___ Material for the task

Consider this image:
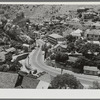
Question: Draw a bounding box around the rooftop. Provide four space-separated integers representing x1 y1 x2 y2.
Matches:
0 72 18 88
84 66 99 71
86 29 100 35
49 33 63 38
54 44 67 48
70 29 82 36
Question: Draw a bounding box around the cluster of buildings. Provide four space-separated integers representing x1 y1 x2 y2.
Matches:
37 7 100 75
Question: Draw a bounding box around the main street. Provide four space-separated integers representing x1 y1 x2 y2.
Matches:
34 40 100 85
21 39 100 86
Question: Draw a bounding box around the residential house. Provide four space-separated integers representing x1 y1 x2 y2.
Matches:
48 33 65 45
82 11 97 19
18 74 51 89
54 44 67 52
84 66 99 75
91 22 100 29
70 29 83 39
0 72 18 88
85 29 100 41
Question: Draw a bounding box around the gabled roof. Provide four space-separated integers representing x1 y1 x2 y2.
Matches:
49 33 63 38
70 29 82 36
54 44 67 49
21 76 40 89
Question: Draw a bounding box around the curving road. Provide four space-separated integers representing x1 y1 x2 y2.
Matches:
34 40 100 85
20 40 100 86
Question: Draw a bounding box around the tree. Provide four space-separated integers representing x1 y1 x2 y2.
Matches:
67 42 75 52
79 43 100 59
51 73 83 89
9 60 22 72
72 57 86 73
55 52 69 74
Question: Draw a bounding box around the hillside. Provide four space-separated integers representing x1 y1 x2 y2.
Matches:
0 5 100 22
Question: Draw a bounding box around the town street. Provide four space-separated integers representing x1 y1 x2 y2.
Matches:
30 40 100 85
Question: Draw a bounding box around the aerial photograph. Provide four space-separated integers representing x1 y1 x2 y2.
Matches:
0 4 100 89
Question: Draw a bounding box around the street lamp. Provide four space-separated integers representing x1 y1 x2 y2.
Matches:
59 62 66 75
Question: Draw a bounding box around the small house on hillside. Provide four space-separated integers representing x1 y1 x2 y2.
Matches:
84 66 99 75
54 44 67 52
70 29 83 39
48 33 65 45
85 29 100 41
0 72 18 88
91 22 100 29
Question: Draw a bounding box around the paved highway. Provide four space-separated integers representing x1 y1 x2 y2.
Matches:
20 40 100 85
35 40 100 85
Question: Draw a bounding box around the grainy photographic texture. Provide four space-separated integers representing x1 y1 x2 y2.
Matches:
0 4 100 89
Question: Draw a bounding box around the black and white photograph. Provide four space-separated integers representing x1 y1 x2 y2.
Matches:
0 3 100 90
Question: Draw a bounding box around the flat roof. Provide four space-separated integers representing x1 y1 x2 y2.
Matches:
49 33 63 38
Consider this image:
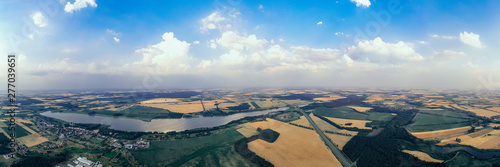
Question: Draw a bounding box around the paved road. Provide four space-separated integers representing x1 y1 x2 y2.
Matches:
300 110 356 166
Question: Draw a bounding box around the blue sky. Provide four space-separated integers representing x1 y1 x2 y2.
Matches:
0 0 500 89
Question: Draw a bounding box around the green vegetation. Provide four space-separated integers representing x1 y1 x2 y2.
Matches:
407 113 473 132
130 128 253 166
313 107 393 121
446 151 500 167
2 122 31 138
252 101 260 109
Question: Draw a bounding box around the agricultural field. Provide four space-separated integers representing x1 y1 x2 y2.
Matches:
130 129 255 167
325 117 372 129
348 106 373 112
240 119 341 166
313 107 394 121
406 112 473 132
403 150 443 163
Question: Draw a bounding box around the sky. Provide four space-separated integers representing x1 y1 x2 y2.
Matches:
0 0 500 91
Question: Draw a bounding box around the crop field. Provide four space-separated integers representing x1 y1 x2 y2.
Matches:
406 113 470 132
411 126 471 139
130 129 255 166
313 107 394 121
325 117 372 129
16 122 49 147
313 94 345 102
348 106 373 112
460 129 500 149
1 122 31 138
255 99 286 108
243 119 342 166
403 150 443 163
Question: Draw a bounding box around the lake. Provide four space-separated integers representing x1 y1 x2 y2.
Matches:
41 107 288 132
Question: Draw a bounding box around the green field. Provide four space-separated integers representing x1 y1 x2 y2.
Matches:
130 128 255 167
406 112 473 132
313 107 393 121
1 122 31 138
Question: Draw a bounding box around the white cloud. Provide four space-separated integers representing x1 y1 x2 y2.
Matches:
431 34 457 39
135 32 193 73
348 37 424 64
351 0 371 8
64 0 97 13
61 48 78 54
31 11 48 27
460 31 484 48
200 10 240 33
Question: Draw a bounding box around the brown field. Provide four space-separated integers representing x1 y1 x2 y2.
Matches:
139 100 239 113
460 130 500 149
411 126 470 139
347 106 373 112
488 107 500 112
313 94 346 102
141 98 179 104
462 106 500 118
246 119 342 166
403 150 443 163
325 117 372 129
255 99 286 108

______

Could you reproduce all of the data above word for word, omitting the pictures?

## [Final result]
Consider this image:
Question: Draw a bounding box around the rooftop. Provide four space-separated integers representing x1 y1 x2 y2.
Matches:
0 72 18 88
84 66 99 71
86 29 100 35
49 33 63 38
54 44 67 48
70 29 82 36
Question: Draw a bounding box around the cluster of buildings. Provide four space-separated integers representing x1 y1 x2 y2.
Matches:
37 7 100 75
Question: Draw a bounding box around the main street. Provide four space-separated integers representing x1 y1 x2 y2.
Matches:
34 40 100 85
21 39 100 86
Question: Draw a bounding box around the residential house. Provide four space-separated integers representing x1 y1 x2 y2.
Matches:
48 33 65 45
82 11 97 19
18 74 51 89
54 44 67 52
84 66 99 75
91 22 100 29
70 29 83 39
0 72 18 88
85 29 100 41
Question: Draw a bounding box around the gabled roof. Provide four space-separated integers representing x1 y1 x2 y2.
Matches:
49 33 63 38
70 29 82 36
54 44 67 49
21 76 40 89
Question: Draw a bounding box around the curving road. Provide four space-separated integers representing x1 y1 x2 y2.
Matches:
34 40 100 85
20 40 100 86
Question: Draw a bounding box around the tree. Provide four space-separated integers representing x1 y1 x2 y2.
Matches:
67 42 75 52
79 43 100 59
51 73 83 89
9 60 22 72
72 57 86 73
55 52 69 74
Question: Draw a bounding box around the hillside. Provide four space-separated integers representing x1 y1 x2 y2.
Matches:
0 5 100 22
Question: Draw a bounding box around the town street. Provide four space-separated integers representing x1 y1 x2 y2.
Matches:
30 40 100 85
Question: Draw a bounding box around the aerial photograph. Provide four space-separated integers representing x1 y1 x2 y2.
Matches:
0 4 100 89
Question: Draw a bounding box around the street lamp. Provide four space-separated integers representing x1 y1 x2 y2.
Matches:
59 62 66 75
Question: Draw a bounding box around the small house on hillside. Provide four space-separated integers representing x1 y1 x2 y2.
Matches:
84 66 99 75
54 44 67 52
70 29 83 39
48 33 65 45
85 29 100 41
0 72 18 88
91 22 100 29
Question: Draw a bounding box around the paved highway. Provide four space-separated integers representing x1 y1 x2 y2.
Matches:
20 40 100 85
35 40 100 85
Question: Draw a bounding box around the grainy photographic texture. Provide four space-separated integers representing x1 y1 x2 y2.
Matches:
0 4 100 89
Question: Draw a bounding box around the black and white photograph. Provide four space-separated integers representing x1 y1 x2 y2.
Matches:
0 3 100 90
Question: Draw a bounding box around the flat roof. Provide four space-separated integers representing x1 y1 x2 y2.
Matches:
49 33 63 38
Consider this image:
Question: Draw a bounding box around the paved road. Provide four space-separated integers representing x1 y1 x2 y2.
Matches:
300 110 356 166
Question: Draw a bounding box around the blue sky. Provide four space-separated integers representing x1 y1 x2 y2.
Matches:
0 0 500 89
Question: Draw a bounding box around the green vegetation. Provide four space-separated integers representing x1 y1 x2 y2.
Matches:
407 113 473 132
130 128 253 166
313 107 393 121
446 151 500 167
2 122 31 138
252 101 260 109
Question: Draw a bounding box around the agricultural field. Provide four space-separated integers representing x1 y1 x2 y2.
Matches:
130 129 255 167
325 117 372 129
348 106 373 112
240 119 341 166
313 107 394 121
406 112 473 132
403 150 443 163
Question: Draw a bounding box around the sky. Provide four space-separated integers representing x1 y1 x2 y2.
Matches:
0 0 500 91
Question: Draw a bounding box around the crop field. Provide four space-separated integers representing x1 y1 x2 y2.
Matches:
406 113 470 132
411 126 471 139
130 129 255 166
313 107 394 121
325 117 372 129
16 122 49 147
313 94 345 102
348 106 373 112
460 129 500 149
1 122 31 138
255 99 286 108
243 119 342 166
403 150 443 163
Question: Draw a bounding box around the lake. Provide four space-separated integers representing x1 y1 x2 y2.
Matches:
41 107 288 132
Question: Draw a bounding box around the green field. Provide four space-separated integers representing x1 y1 x2 y2.
Matches:
130 128 255 167
406 112 473 132
313 107 393 121
1 122 31 138
Question: Draw a bounding box around the white cloud. Provide four space-separated integers representing x1 y1 x2 y2.
Matches:
431 34 457 39
135 32 193 73
348 37 424 64
351 0 371 8
64 0 97 13
61 48 78 54
31 11 48 27
460 31 484 48
200 10 240 33
Question: Draw a bounding box around the brown field. Provide four space-separated integers representing x1 y1 x2 y2.
Matches:
139 100 239 113
460 130 500 149
411 126 470 139
347 106 373 112
488 107 500 112
313 94 346 102
141 98 179 104
462 106 500 118
246 119 342 166
403 150 443 163
325 117 372 129
255 99 286 108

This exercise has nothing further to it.